Exercise aim:
Retype the following records exactly and exclude the pictures.

Stored items:
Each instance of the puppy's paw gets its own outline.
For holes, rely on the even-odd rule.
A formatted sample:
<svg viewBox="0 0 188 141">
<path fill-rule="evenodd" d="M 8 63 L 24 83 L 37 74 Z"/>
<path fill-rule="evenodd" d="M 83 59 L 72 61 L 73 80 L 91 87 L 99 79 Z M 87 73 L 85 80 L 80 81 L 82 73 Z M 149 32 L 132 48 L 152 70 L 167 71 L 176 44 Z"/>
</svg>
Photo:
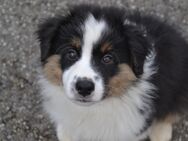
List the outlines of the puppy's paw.
<svg viewBox="0 0 188 141">
<path fill-rule="evenodd" d="M 169 123 L 155 123 L 152 126 L 151 141 L 170 141 L 172 138 L 172 125 Z"/>
<path fill-rule="evenodd" d="M 170 141 L 172 139 L 173 124 L 178 122 L 179 115 L 168 115 L 163 120 L 155 121 L 150 130 L 151 141 Z"/>
</svg>

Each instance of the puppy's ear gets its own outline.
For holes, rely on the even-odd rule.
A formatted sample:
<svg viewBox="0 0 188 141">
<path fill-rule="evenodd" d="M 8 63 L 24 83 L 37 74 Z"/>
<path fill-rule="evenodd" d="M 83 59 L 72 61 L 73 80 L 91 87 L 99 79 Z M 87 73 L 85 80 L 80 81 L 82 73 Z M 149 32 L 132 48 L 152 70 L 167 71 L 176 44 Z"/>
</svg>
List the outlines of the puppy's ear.
<svg viewBox="0 0 188 141">
<path fill-rule="evenodd" d="M 50 55 L 53 40 L 61 25 L 60 17 L 48 18 L 38 27 L 37 36 L 40 42 L 41 61 L 44 62 Z"/>
<path fill-rule="evenodd" d="M 143 27 L 125 25 L 125 34 L 128 38 L 129 50 L 131 54 L 131 66 L 137 77 L 143 73 L 144 60 L 149 48 L 149 42 Z"/>
</svg>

Result for this exercise:
Each instance of the puppy's paw gets its own outline.
For holes, rely on the even-odd rule.
A formatted sample:
<svg viewBox="0 0 188 141">
<path fill-rule="evenodd" d="M 8 63 L 24 83 L 37 74 Z"/>
<path fill-rule="evenodd" d="M 83 59 L 72 61 L 73 80 L 91 87 L 99 79 Z M 87 73 L 85 80 L 80 81 L 82 73 Z M 149 32 L 132 48 L 152 70 L 167 71 L 176 44 Z"/>
</svg>
Photo:
List the outlines of the puppy's paw.
<svg viewBox="0 0 188 141">
<path fill-rule="evenodd" d="M 169 123 L 155 123 L 152 126 L 151 141 L 170 141 L 172 138 L 172 125 Z"/>
<path fill-rule="evenodd" d="M 170 141 L 172 139 L 173 124 L 178 122 L 179 115 L 168 115 L 163 120 L 155 121 L 150 130 L 151 141 Z"/>
</svg>

Each instance of the puppy's ear gets its own outline.
For holes, rely on the even-odd rule.
A formatted sample:
<svg viewBox="0 0 188 141">
<path fill-rule="evenodd" d="M 8 63 L 24 83 L 37 74 Z"/>
<path fill-rule="evenodd" d="M 83 59 L 72 61 L 73 80 L 91 87 L 99 79 Z M 87 73 L 85 80 L 80 81 L 82 73 Z M 149 32 L 132 48 L 152 70 L 167 71 L 176 44 Z"/>
</svg>
List the outlines of the puppy's ear.
<svg viewBox="0 0 188 141">
<path fill-rule="evenodd" d="M 50 55 L 53 40 L 61 25 L 60 17 L 48 18 L 38 27 L 37 36 L 40 42 L 41 61 L 44 62 Z"/>
<path fill-rule="evenodd" d="M 143 27 L 125 25 L 125 34 L 128 38 L 129 50 L 131 54 L 131 66 L 137 77 L 143 73 L 144 60 L 149 48 L 149 42 Z"/>
</svg>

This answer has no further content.